Work to do> Copy verbatim the stretch of the items from the line containing "the white siding." through the final line of the items, both ends included.
------ Provided records ------
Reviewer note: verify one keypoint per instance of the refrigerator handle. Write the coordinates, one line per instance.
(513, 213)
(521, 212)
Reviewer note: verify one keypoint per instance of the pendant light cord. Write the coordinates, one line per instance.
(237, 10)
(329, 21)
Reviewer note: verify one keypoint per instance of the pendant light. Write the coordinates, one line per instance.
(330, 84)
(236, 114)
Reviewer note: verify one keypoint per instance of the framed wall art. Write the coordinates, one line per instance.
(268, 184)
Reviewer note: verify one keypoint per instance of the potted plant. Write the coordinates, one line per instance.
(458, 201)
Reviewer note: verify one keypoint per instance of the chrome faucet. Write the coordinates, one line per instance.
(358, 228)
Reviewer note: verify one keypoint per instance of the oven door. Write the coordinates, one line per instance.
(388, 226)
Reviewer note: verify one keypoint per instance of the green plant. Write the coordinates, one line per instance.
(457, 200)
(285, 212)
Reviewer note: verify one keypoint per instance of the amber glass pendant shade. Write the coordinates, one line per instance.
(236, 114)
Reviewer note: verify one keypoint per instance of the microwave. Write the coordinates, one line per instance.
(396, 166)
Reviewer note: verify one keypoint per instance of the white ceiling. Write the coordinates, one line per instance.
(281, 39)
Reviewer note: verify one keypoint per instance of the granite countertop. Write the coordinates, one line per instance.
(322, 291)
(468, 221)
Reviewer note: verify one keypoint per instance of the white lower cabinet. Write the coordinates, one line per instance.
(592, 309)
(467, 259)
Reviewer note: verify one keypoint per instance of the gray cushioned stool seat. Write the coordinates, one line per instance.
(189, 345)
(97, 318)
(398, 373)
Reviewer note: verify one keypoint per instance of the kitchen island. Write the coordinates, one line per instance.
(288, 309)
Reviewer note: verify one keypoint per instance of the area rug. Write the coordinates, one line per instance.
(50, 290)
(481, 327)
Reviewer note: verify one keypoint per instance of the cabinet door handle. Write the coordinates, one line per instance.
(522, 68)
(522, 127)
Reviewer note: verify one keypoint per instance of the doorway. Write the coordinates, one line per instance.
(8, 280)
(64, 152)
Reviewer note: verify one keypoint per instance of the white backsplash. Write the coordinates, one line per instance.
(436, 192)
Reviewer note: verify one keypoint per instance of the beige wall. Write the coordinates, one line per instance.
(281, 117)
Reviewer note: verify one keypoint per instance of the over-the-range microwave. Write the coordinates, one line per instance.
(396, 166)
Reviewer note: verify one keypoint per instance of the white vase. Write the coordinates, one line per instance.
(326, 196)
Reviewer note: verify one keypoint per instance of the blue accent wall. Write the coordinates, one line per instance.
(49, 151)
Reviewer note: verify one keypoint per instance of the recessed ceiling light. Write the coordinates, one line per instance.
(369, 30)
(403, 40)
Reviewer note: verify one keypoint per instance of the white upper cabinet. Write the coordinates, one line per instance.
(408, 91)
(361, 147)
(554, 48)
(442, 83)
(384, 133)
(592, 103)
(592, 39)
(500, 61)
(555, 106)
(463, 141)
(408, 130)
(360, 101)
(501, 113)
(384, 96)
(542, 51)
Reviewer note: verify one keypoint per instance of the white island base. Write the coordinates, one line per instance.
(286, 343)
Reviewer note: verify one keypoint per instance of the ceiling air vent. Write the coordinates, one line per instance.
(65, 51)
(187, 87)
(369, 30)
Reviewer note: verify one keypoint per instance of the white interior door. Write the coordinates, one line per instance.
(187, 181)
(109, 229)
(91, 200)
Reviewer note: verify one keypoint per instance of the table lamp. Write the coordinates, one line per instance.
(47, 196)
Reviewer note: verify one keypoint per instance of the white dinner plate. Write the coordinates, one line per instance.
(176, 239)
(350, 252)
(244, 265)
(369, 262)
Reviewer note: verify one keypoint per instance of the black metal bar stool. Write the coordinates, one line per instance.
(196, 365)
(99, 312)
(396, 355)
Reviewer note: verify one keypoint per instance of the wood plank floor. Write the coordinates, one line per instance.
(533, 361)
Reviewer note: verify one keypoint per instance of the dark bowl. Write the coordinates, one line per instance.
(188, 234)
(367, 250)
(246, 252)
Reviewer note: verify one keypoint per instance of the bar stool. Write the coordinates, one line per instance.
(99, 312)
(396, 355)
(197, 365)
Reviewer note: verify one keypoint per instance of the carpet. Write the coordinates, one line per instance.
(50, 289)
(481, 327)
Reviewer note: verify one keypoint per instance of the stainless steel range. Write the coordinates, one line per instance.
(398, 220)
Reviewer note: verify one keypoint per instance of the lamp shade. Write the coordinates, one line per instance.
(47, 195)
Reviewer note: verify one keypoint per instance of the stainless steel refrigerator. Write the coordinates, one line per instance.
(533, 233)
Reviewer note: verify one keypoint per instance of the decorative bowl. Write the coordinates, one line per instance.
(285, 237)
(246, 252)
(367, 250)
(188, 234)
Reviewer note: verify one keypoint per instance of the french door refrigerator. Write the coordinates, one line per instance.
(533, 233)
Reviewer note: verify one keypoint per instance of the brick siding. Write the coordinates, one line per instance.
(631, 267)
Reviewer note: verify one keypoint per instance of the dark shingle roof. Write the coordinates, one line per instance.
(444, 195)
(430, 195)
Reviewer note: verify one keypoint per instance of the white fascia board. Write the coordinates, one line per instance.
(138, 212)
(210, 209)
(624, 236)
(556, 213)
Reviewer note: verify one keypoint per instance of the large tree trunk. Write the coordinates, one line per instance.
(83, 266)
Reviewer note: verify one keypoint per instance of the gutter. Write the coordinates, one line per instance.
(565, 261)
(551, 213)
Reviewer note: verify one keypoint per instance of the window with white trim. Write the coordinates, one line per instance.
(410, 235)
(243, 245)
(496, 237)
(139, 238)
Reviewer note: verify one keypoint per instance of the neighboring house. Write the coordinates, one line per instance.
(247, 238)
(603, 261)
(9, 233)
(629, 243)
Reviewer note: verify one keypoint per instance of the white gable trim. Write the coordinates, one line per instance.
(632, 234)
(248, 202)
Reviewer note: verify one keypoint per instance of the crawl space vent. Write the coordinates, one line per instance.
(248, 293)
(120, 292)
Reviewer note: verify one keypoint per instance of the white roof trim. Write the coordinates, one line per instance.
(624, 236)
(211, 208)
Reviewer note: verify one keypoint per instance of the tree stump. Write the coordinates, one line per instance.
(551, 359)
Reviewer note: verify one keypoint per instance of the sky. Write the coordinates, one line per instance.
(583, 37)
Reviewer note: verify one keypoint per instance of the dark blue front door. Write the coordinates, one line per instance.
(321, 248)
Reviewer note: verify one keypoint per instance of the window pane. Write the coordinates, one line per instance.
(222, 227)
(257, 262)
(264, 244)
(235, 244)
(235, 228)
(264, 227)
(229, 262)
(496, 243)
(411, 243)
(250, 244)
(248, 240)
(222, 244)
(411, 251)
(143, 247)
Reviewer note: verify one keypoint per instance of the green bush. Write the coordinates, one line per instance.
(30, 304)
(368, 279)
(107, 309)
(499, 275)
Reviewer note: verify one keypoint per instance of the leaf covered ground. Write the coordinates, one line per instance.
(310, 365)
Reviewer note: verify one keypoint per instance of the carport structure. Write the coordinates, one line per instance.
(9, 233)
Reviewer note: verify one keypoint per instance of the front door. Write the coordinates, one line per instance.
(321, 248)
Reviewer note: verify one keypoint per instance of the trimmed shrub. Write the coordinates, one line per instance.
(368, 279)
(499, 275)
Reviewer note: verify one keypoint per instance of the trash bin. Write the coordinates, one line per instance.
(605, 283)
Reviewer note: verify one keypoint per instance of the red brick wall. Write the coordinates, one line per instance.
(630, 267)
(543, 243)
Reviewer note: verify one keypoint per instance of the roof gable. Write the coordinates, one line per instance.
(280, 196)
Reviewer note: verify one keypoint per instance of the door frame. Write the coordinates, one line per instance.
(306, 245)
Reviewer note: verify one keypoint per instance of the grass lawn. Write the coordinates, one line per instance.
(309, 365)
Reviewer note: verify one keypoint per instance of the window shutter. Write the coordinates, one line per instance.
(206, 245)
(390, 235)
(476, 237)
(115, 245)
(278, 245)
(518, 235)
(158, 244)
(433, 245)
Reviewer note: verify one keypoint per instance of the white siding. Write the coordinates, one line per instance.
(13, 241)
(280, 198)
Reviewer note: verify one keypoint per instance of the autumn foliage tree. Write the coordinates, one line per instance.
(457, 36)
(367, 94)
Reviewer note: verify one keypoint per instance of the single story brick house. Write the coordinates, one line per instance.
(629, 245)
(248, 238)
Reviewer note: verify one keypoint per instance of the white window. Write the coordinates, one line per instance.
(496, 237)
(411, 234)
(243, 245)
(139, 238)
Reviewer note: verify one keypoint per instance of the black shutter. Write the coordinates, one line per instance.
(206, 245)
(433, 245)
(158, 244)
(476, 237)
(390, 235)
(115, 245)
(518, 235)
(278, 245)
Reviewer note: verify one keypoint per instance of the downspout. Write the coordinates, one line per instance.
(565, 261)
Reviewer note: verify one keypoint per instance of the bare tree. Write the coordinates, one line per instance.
------
Solution to this problem>
Reviewer note: verify one keypoint per instance of the white siding. Write the coordinates, one line per instance.
(13, 241)
(280, 198)
Reviewer note: verify one keypoint per instance of the autumn foliage tree. Write the coordinates, one line per instance.
(457, 36)
(367, 94)
Reviewer note: verify one keypoint per instance of the single story brick house. Write the coordinates, one line per instance.
(629, 245)
(248, 238)
Reviewer note: verify one keypoint per instance of the white window. Write the coordinates, one line per instance.
(496, 237)
(411, 234)
(243, 245)
(139, 238)
Reviewer note: verify one keypoint per instance of the black shutter. Write the coordinates, one line per instance.
(206, 245)
(433, 245)
(158, 244)
(476, 237)
(390, 235)
(115, 245)
(518, 235)
(278, 245)
Reviewer note: verify one keypoint per instance of the downspout. Write the coordinates, one line per instance.
(565, 261)
Reviewer note: verify one keypoint per instance of the bare tree. Write the coordinates, one line per instance.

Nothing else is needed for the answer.